Copy all of the material below word for word, keeping every line in its original order. Leave the pictures out of your copy.

** begin Supplied data **

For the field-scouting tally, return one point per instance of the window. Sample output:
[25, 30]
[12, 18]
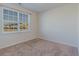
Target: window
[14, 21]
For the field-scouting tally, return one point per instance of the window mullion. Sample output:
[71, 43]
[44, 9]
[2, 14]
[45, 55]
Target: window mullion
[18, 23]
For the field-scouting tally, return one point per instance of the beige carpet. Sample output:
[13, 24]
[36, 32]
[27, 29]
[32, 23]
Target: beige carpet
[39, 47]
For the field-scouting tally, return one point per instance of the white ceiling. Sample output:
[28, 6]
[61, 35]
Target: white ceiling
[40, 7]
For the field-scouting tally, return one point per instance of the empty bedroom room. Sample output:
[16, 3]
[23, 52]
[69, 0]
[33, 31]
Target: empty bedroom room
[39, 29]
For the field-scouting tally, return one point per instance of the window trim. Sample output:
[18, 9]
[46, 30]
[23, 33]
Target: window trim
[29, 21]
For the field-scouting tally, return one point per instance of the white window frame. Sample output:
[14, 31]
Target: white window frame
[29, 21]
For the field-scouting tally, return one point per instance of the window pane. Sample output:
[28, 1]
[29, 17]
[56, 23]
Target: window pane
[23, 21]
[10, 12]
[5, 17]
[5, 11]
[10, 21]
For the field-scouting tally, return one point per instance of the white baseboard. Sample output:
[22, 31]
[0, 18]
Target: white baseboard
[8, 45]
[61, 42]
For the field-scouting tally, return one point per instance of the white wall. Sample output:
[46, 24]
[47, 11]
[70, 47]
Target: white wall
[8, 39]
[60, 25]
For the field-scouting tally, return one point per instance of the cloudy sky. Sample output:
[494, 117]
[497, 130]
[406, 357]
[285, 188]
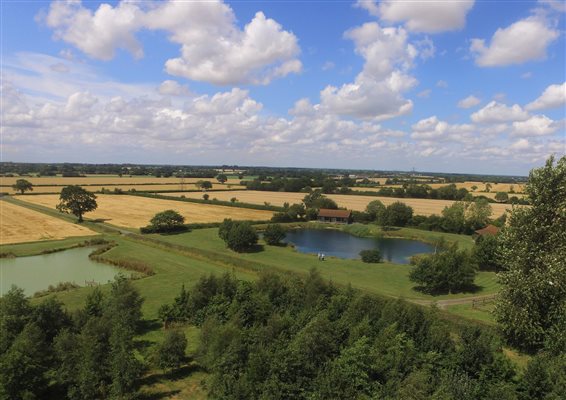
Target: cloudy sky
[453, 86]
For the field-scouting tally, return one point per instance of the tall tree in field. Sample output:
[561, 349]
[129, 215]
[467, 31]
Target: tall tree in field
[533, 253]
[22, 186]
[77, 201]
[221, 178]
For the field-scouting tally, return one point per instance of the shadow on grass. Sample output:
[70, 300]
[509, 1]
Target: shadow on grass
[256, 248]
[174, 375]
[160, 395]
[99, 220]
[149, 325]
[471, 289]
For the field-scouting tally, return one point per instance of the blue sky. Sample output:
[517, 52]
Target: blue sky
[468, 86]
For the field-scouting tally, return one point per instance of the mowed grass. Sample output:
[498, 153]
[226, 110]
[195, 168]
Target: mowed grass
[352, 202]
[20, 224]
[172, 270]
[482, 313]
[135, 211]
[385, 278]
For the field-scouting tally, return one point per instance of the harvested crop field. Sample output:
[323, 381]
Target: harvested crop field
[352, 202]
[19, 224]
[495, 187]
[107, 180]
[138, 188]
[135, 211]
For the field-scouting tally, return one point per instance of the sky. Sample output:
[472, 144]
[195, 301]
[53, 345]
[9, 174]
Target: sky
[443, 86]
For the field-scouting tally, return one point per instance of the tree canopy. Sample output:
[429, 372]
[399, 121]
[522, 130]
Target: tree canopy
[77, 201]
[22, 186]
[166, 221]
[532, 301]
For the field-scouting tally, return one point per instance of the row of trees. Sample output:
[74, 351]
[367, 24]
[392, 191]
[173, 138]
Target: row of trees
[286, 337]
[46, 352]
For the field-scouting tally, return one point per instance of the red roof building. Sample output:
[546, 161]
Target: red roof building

** end Supplied data **

**Answer below**:
For the field-scouting tally, return one point per instance of the window. Sample output:
[25, 30]
[12, 18]
Target: window
[14, 21]
For the field-scouting tally, return one point per instance of the window mullion. Sample output:
[71, 43]
[44, 9]
[2, 14]
[45, 55]
Target: window mullion
[18, 23]
For the field-scouting tally, return one point per instance of the beige carpet. Sample output:
[13, 24]
[36, 32]
[27, 29]
[32, 23]
Target: beige carpet
[39, 47]
For the field-scouting tally, return one point per instance of the white ceiling. Sample output:
[28, 6]
[61, 35]
Target: white ceiling
[40, 7]
For the field-scouting tally, return one point per instance of the empty bedroom room. Sample output:
[16, 3]
[23, 52]
[69, 0]
[33, 31]
Target: empty bedroom room
[39, 29]
For the field-scouting tally, return one point per instance of the window trim. Sample output:
[18, 9]
[46, 30]
[23, 33]
Target: window trim
[29, 21]
For the field-scouting tally, return one point per instance of the white window frame. Sample output:
[14, 31]
Target: white window frame
[29, 21]
For the field-scouting tally, return one point per instance of the window pane. Sample output:
[28, 1]
[29, 17]
[56, 23]
Target: window pane
[23, 21]
[10, 12]
[5, 17]
[5, 11]
[10, 21]
For the field-scouting tally, return one point per instance of the white baseboard. Sample output:
[22, 31]
[0, 18]
Target: white baseboard
[8, 45]
[61, 42]
For the field-scouting tally, return one point per instance of the white wall. Sample output:
[46, 24]
[47, 11]
[70, 47]
Target: white wall
[8, 39]
[60, 25]
For the field-scouting tally, return one point per instance of the cloudy sky. Sample output:
[494, 117]
[497, 130]
[406, 357]
[285, 188]
Target: cloudy sky
[453, 86]
For the field-scouting tally, return one point per instance of the tall tree in field. Sample output:
[561, 349]
[129, 215]
[467, 31]
Target: tall tree in field
[533, 253]
[22, 186]
[77, 201]
[221, 178]
For the field-scouting tally, return one point per instance of the shadow on grass. Sample output:
[70, 300]
[509, 1]
Target: shadow on grass
[256, 248]
[174, 375]
[160, 395]
[99, 220]
[149, 325]
[471, 289]
For the field-scouting tally, return one point per instance of the blue sky. Sample output:
[517, 52]
Target: blue sky
[468, 86]
For the field-scouting tally, return one point per instance of the mowed grass. Sample output:
[498, 153]
[226, 110]
[195, 168]
Target: mowed grass
[352, 202]
[20, 224]
[172, 270]
[482, 313]
[135, 211]
[385, 278]
For the field-scouting tally, return one point per instance of the harvested crop field. Sample output:
[323, 381]
Target: harvested crop field
[352, 202]
[19, 224]
[495, 187]
[107, 180]
[138, 188]
[135, 211]
For the field-scouting tally, return one point per instance of the sky. Sample output:
[472, 144]
[195, 301]
[53, 345]
[9, 174]
Target: sky
[443, 86]
For the field-scouting tally, return one point per instance of the tree canopy. Sample output:
[429, 372]
[399, 121]
[522, 130]
Target: tree canopy
[77, 201]
[22, 186]
[166, 221]
[532, 301]
For the field-scouting tally, return one point per instance of the row of trees. Sample output:
[74, 351]
[367, 24]
[392, 191]
[173, 138]
Target: row of trees
[286, 337]
[46, 352]
For the field-scouting tally, return one point per instance of the red roof building. Sample output:
[546, 161]
Target: red roof building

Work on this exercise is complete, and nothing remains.